## Task item
Please report, as a single number, how many lines in the entries include the string "tree".
======== Raw data
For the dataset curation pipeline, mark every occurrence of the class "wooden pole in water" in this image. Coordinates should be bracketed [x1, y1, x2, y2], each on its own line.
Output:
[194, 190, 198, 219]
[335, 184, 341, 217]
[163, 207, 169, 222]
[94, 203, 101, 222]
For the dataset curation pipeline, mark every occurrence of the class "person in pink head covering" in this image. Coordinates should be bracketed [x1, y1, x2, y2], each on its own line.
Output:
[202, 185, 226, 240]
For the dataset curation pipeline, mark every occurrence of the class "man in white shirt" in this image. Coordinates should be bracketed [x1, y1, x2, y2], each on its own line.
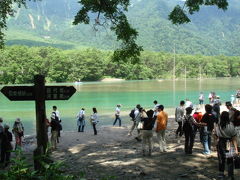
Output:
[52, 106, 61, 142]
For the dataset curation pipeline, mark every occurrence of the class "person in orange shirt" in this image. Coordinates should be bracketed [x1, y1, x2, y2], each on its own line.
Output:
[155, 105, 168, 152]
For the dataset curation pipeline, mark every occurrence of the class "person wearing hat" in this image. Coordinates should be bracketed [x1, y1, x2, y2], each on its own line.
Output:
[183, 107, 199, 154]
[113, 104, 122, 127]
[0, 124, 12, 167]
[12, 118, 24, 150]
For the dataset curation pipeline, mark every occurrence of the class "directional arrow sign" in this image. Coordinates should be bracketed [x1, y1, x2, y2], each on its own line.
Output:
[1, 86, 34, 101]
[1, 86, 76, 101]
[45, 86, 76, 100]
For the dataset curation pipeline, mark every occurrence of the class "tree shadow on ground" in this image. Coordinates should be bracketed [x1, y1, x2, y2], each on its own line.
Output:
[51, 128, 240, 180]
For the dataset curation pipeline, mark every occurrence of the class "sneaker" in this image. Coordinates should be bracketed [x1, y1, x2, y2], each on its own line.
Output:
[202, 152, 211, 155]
================
======== Raw data
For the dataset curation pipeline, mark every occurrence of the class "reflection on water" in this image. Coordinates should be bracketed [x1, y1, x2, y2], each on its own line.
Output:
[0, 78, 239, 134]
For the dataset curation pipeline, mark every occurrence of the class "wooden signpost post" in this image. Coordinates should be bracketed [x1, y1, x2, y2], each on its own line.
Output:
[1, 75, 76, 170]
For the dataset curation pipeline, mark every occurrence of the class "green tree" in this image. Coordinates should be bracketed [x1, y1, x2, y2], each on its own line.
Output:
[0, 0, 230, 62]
================
======== Raw data
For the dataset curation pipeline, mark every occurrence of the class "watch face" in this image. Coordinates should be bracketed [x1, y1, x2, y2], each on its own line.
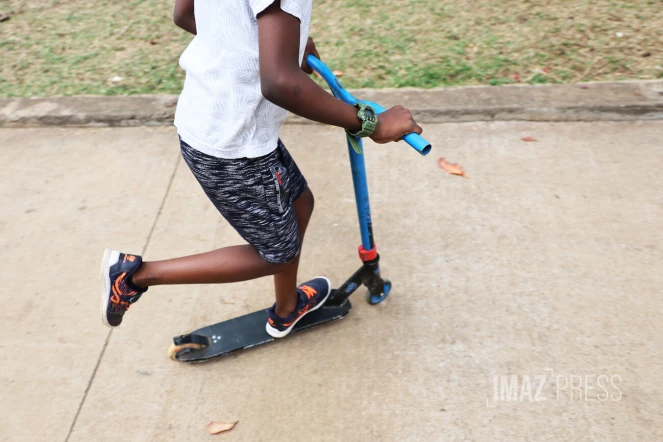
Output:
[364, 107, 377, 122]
================
## Response below
2